Items from a dataset
════════
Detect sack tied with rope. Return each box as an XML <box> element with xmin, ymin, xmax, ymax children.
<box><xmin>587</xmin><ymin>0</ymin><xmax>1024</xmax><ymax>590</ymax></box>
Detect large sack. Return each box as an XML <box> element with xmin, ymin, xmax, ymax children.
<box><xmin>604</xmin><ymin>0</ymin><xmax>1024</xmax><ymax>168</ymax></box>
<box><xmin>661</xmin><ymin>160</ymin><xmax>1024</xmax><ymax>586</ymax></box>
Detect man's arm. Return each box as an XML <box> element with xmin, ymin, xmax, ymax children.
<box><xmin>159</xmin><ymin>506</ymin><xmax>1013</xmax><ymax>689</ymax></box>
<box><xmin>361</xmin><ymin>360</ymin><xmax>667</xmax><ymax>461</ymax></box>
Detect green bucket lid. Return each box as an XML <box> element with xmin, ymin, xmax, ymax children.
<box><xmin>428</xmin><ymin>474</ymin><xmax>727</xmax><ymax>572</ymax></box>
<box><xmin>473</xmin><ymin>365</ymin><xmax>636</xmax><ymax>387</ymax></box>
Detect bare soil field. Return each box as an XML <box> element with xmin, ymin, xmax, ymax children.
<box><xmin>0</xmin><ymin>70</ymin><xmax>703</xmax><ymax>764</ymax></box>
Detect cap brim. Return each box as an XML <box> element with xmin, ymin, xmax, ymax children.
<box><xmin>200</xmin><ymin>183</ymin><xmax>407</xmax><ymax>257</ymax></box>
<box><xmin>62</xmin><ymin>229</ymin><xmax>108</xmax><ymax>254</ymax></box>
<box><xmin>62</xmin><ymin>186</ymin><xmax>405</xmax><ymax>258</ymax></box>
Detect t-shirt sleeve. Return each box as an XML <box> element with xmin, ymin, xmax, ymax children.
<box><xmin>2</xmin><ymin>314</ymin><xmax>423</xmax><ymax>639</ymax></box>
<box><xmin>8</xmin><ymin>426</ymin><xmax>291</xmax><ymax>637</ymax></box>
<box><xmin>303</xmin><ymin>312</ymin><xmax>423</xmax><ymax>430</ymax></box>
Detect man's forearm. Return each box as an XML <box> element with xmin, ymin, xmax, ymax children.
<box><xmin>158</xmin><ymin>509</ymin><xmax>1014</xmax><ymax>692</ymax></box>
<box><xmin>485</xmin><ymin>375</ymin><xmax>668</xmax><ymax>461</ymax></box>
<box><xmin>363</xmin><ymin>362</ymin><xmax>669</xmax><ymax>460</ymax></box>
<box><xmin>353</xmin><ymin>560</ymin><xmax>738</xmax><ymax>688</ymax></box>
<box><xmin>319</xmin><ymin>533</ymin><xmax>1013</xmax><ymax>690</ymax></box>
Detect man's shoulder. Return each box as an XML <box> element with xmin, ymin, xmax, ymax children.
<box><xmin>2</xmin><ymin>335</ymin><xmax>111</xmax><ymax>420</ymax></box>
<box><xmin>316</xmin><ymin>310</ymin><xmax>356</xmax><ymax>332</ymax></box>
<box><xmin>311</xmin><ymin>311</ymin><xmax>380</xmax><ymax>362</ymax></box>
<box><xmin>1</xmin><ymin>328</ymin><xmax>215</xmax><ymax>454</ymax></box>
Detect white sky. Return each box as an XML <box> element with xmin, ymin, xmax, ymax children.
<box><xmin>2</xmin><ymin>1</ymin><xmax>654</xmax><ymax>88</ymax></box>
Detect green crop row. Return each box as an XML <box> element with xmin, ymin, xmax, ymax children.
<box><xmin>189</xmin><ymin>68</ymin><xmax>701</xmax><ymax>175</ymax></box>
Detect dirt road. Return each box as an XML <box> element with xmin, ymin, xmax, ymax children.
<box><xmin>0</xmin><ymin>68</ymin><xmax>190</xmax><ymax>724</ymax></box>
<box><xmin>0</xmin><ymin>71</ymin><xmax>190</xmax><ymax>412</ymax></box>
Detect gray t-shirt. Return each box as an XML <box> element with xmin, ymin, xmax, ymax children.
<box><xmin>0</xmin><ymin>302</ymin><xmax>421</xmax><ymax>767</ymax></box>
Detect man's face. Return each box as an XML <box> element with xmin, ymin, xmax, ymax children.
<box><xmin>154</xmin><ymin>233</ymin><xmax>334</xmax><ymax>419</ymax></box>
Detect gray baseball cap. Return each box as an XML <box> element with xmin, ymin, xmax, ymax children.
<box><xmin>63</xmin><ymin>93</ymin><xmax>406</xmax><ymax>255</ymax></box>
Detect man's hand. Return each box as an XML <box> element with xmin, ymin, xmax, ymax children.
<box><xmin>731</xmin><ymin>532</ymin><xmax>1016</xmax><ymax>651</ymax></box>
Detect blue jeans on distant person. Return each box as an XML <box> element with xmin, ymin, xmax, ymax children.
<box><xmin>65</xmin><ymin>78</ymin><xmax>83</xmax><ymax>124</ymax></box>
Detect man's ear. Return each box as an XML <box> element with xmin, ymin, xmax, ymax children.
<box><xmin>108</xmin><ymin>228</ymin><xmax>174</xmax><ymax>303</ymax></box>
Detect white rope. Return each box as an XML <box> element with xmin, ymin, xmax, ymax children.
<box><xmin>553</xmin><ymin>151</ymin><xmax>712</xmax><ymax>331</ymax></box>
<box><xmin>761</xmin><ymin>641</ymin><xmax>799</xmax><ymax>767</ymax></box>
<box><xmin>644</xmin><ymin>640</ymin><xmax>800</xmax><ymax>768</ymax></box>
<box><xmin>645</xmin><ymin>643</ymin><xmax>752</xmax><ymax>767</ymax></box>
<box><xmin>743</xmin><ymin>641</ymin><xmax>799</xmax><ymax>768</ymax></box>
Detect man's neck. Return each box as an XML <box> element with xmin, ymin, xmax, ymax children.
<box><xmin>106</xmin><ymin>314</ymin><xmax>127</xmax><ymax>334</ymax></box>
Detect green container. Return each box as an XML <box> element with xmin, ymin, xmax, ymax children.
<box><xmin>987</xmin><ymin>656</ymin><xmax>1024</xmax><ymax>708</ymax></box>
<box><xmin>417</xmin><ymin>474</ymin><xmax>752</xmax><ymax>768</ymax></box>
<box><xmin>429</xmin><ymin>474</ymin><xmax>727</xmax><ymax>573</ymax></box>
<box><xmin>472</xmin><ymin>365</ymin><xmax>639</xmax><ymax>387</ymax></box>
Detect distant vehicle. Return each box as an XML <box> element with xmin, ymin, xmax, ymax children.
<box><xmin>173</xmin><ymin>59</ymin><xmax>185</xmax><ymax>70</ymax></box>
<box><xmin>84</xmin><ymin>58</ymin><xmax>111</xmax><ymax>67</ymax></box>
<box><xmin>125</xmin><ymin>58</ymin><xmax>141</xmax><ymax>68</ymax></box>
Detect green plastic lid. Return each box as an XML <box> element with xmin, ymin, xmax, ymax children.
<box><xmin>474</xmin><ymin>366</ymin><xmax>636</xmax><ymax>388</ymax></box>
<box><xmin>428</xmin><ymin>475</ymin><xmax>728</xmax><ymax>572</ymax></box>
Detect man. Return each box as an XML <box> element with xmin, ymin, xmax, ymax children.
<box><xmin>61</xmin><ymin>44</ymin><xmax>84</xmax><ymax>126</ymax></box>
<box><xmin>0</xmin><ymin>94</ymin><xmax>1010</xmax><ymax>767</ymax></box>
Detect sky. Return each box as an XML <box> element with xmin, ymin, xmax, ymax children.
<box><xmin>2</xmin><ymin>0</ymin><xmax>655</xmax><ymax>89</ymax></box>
════════
The task calls for all the records above to be repeated exactly.

**Exercise response:**
Detect sack tied with rope. Return each box as an XML <box> element with xmin, ymin, xmax, ymax children.
<box><xmin>587</xmin><ymin>0</ymin><xmax>1024</xmax><ymax>590</ymax></box>
Detect large sack. Return each box as an XML <box> element with xmin, ymin, xmax, ymax children.
<box><xmin>604</xmin><ymin>0</ymin><xmax>1024</xmax><ymax>168</ymax></box>
<box><xmin>661</xmin><ymin>160</ymin><xmax>1024</xmax><ymax>586</ymax></box>
Detect man's arm. Return each box as an XML <box> element with xmin, ymin, xmax, ymax children.
<box><xmin>159</xmin><ymin>506</ymin><xmax>1013</xmax><ymax>689</ymax></box>
<box><xmin>361</xmin><ymin>360</ymin><xmax>667</xmax><ymax>461</ymax></box>
Detect green bucket lid. Return each box as an XML <box> element with xmin, ymin, xmax, ymax children.
<box><xmin>428</xmin><ymin>474</ymin><xmax>727</xmax><ymax>572</ymax></box>
<box><xmin>473</xmin><ymin>365</ymin><xmax>636</xmax><ymax>387</ymax></box>
Detect bare soil field. Return each box as an XML <box> element with xmin, ymin, xmax, ymax children.
<box><xmin>0</xmin><ymin>70</ymin><xmax>703</xmax><ymax>764</ymax></box>
Detect cap brim. Return each box as an XML <box> element with xmin, ymin, xmax, ymax children.
<box><xmin>200</xmin><ymin>183</ymin><xmax>407</xmax><ymax>257</ymax></box>
<box><xmin>62</xmin><ymin>229</ymin><xmax>108</xmax><ymax>254</ymax></box>
<box><xmin>62</xmin><ymin>186</ymin><xmax>405</xmax><ymax>258</ymax></box>
Detect t-shirt sleeve. Return each box as an XML <box> element with xmin, ymin, xmax, ymax children.
<box><xmin>2</xmin><ymin>314</ymin><xmax>423</xmax><ymax>639</ymax></box>
<box><xmin>8</xmin><ymin>426</ymin><xmax>291</xmax><ymax>637</ymax></box>
<box><xmin>303</xmin><ymin>312</ymin><xmax>423</xmax><ymax>430</ymax></box>
Detect man's forearm. Return each box as an XML <box> element with xmin, ymin, xmax, ymax children.
<box><xmin>158</xmin><ymin>509</ymin><xmax>1014</xmax><ymax>692</ymax></box>
<box><xmin>485</xmin><ymin>375</ymin><xmax>668</xmax><ymax>461</ymax></box>
<box><xmin>363</xmin><ymin>362</ymin><xmax>669</xmax><ymax>460</ymax></box>
<box><xmin>353</xmin><ymin>560</ymin><xmax>738</xmax><ymax>688</ymax></box>
<box><xmin>319</xmin><ymin>533</ymin><xmax>1013</xmax><ymax>690</ymax></box>
Detect man's shoulder. Return each box as an XML <box> element with xmin, ymin, xmax, ymax children.
<box><xmin>2</xmin><ymin>335</ymin><xmax>111</xmax><ymax>420</ymax></box>
<box><xmin>316</xmin><ymin>310</ymin><xmax>356</xmax><ymax>332</ymax></box>
<box><xmin>311</xmin><ymin>311</ymin><xmax>380</xmax><ymax>362</ymax></box>
<box><xmin>1</xmin><ymin>328</ymin><xmax>215</xmax><ymax>454</ymax></box>
Detect white sky. Return each box as an XML <box> element with xmin, ymin, xmax, ymax children.
<box><xmin>2</xmin><ymin>1</ymin><xmax>654</xmax><ymax>88</ymax></box>
Detect green crop row. Return each box as an XML <box> element with xmin, ymin, xmax, ymax children.
<box><xmin>189</xmin><ymin>68</ymin><xmax>701</xmax><ymax>175</ymax></box>
Detect dirt road. Return each box as an XML <box> element with xmin, ymin, xmax, ymax children.
<box><xmin>0</xmin><ymin>68</ymin><xmax>190</xmax><ymax>724</ymax></box>
<box><xmin>0</xmin><ymin>71</ymin><xmax>190</xmax><ymax>412</ymax></box>
Detect gray t-shirt. Return each box as an XML <box> element with xmin, ymin, xmax, ymax children.
<box><xmin>0</xmin><ymin>302</ymin><xmax>421</xmax><ymax>767</ymax></box>
Detect man's face. Return each box as an XML <box> element with xmin, ymin, xmax, ymax children.
<box><xmin>154</xmin><ymin>233</ymin><xmax>334</xmax><ymax>419</ymax></box>
Detect gray baseball cap. Return each box as an XML <box> element with xmin, ymin, xmax, ymax children.
<box><xmin>63</xmin><ymin>93</ymin><xmax>406</xmax><ymax>255</ymax></box>
Detect man's hand. Return each box as an XML <box> element with xmin, ymin, xmax, ymax children.
<box><xmin>731</xmin><ymin>532</ymin><xmax>1016</xmax><ymax>651</ymax></box>
Detect blue jeans on distant person. Return each box as an XML <box> element with xmin, ymin, xmax, ymax children.
<box><xmin>65</xmin><ymin>78</ymin><xmax>83</xmax><ymax>124</ymax></box>
Detect man's ear. Return each box as an XML <box> element with xmin, ymin, xmax, ymax children.
<box><xmin>108</xmin><ymin>228</ymin><xmax>174</xmax><ymax>303</ymax></box>
Detect white rope. Return each box as an XML <box> element with xmin, ymin, xmax, ymax children.
<box><xmin>553</xmin><ymin>151</ymin><xmax>712</xmax><ymax>331</ymax></box>
<box><xmin>761</xmin><ymin>641</ymin><xmax>799</xmax><ymax>767</ymax></box>
<box><xmin>644</xmin><ymin>640</ymin><xmax>800</xmax><ymax>768</ymax></box>
<box><xmin>645</xmin><ymin>643</ymin><xmax>752</xmax><ymax>767</ymax></box>
<box><xmin>743</xmin><ymin>641</ymin><xmax>799</xmax><ymax>768</ymax></box>
Detect man's neck. Return each box as an XML <box> element with xmin, ymin, xmax, ymax children.
<box><xmin>106</xmin><ymin>314</ymin><xmax>127</xmax><ymax>334</ymax></box>
Detect green container. Return each box as an XML <box> element with xmin, ymin, xmax, ymax children.
<box><xmin>987</xmin><ymin>656</ymin><xmax>1024</xmax><ymax>708</ymax></box>
<box><xmin>417</xmin><ymin>474</ymin><xmax>752</xmax><ymax>768</ymax></box>
<box><xmin>429</xmin><ymin>474</ymin><xmax>727</xmax><ymax>573</ymax></box>
<box><xmin>472</xmin><ymin>365</ymin><xmax>639</xmax><ymax>387</ymax></box>
Detect distant vehicle. Return each box as an XML <box> element with xmin, ymin, xmax, ymax children.
<box><xmin>173</xmin><ymin>59</ymin><xmax>185</xmax><ymax>70</ymax></box>
<box><xmin>84</xmin><ymin>58</ymin><xmax>111</xmax><ymax>67</ymax></box>
<box><xmin>125</xmin><ymin>58</ymin><xmax>141</xmax><ymax>68</ymax></box>
Detect green plastic lid. Return each box as an XML <box> element with xmin, ymin, xmax, ymax children.
<box><xmin>474</xmin><ymin>366</ymin><xmax>636</xmax><ymax>388</ymax></box>
<box><xmin>428</xmin><ymin>475</ymin><xmax>728</xmax><ymax>572</ymax></box>
Detect man. Return each box as an XML <box> element with xmin, ymin, xmax, ymax children.
<box><xmin>61</xmin><ymin>44</ymin><xmax>84</xmax><ymax>126</ymax></box>
<box><xmin>0</xmin><ymin>94</ymin><xmax>1010</xmax><ymax>767</ymax></box>
Detect sky. Return each box as an XML <box> element with xmin, ymin, xmax, ymax children.
<box><xmin>2</xmin><ymin>0</ymin><xmax>655</xmax><ymax>89</ymax></box>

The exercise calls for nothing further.